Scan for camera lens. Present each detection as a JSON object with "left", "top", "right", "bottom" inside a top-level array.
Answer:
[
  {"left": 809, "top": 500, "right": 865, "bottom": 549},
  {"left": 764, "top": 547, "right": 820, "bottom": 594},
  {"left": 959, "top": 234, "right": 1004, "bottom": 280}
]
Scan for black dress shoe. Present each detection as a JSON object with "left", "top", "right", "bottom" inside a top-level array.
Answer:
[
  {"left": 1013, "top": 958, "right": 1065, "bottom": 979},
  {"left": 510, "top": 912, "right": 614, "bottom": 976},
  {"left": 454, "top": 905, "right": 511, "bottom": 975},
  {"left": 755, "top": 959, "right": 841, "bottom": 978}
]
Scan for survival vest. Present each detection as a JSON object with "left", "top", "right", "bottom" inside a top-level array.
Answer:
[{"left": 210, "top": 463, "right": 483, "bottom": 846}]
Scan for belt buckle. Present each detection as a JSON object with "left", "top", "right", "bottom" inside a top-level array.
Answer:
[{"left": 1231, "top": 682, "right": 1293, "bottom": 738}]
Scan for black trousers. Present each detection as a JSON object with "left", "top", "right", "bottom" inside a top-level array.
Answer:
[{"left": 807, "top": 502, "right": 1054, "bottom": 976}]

* * * * *

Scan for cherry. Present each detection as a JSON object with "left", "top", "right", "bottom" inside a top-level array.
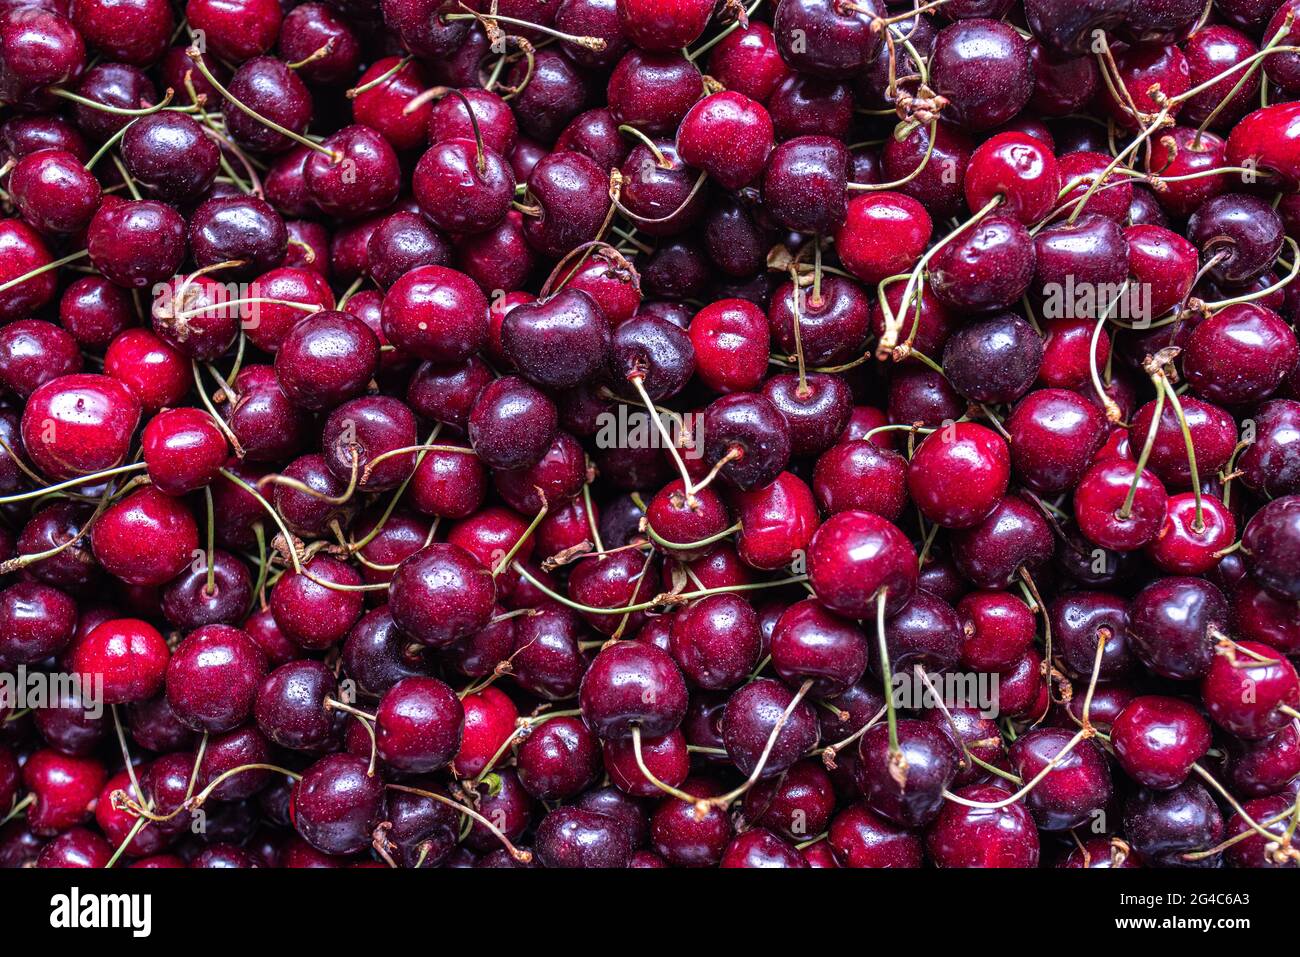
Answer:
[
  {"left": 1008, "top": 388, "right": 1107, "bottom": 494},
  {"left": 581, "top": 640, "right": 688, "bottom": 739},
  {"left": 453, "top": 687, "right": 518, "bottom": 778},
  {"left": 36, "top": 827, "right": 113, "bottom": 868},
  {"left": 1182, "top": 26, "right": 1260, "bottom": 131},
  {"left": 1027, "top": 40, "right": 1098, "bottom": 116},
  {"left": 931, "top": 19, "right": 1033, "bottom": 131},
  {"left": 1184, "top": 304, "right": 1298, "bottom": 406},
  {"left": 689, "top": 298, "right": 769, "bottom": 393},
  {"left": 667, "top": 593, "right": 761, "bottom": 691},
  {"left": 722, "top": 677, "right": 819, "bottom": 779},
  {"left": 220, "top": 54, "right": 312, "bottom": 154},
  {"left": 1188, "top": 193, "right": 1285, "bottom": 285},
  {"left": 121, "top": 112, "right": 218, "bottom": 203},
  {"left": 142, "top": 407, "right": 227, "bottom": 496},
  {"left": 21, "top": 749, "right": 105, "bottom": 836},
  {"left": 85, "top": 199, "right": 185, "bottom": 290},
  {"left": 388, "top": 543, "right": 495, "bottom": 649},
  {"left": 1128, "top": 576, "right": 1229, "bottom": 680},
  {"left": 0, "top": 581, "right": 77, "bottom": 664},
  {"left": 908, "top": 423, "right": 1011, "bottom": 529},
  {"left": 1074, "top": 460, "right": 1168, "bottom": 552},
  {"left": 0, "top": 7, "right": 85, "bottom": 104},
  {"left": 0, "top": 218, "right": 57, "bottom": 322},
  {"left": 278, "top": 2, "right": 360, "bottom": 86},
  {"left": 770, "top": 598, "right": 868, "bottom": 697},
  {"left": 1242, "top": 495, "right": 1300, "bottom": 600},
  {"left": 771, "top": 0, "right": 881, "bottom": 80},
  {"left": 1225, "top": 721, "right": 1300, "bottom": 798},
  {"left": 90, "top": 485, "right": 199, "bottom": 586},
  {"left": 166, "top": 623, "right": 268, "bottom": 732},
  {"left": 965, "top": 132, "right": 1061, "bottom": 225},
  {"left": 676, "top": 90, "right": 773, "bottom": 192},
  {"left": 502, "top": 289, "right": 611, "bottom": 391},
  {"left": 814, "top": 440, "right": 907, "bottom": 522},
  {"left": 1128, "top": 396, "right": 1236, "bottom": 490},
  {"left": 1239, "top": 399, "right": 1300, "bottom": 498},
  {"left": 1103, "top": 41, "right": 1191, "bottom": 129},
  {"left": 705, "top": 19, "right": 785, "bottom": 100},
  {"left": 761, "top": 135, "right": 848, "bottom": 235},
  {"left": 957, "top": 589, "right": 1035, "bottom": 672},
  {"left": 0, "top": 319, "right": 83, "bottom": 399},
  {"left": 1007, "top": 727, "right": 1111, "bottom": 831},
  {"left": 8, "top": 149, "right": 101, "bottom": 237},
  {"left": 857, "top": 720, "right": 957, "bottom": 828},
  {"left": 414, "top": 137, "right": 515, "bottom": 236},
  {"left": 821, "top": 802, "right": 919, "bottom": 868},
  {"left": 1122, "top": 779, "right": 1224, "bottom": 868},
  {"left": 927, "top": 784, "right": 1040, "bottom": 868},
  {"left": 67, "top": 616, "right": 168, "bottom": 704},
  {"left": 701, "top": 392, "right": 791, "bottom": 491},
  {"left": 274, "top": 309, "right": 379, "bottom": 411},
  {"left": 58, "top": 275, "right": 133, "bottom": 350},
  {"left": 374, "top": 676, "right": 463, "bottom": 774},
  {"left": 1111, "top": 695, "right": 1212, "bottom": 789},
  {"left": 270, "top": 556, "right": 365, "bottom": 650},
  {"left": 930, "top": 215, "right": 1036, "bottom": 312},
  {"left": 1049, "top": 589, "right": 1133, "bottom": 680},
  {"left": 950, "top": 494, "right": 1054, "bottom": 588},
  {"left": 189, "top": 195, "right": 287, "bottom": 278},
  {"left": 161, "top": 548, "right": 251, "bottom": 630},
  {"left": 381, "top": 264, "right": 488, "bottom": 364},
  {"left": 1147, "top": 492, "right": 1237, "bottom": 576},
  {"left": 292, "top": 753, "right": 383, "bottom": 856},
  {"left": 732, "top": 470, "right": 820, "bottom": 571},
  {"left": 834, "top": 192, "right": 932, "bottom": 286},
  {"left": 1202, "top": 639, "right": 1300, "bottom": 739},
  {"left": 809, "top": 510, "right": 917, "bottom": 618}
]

* * * * *

Your objective: Compute the number of lines above that contain the string "black". Reply with that value only.

Response: 2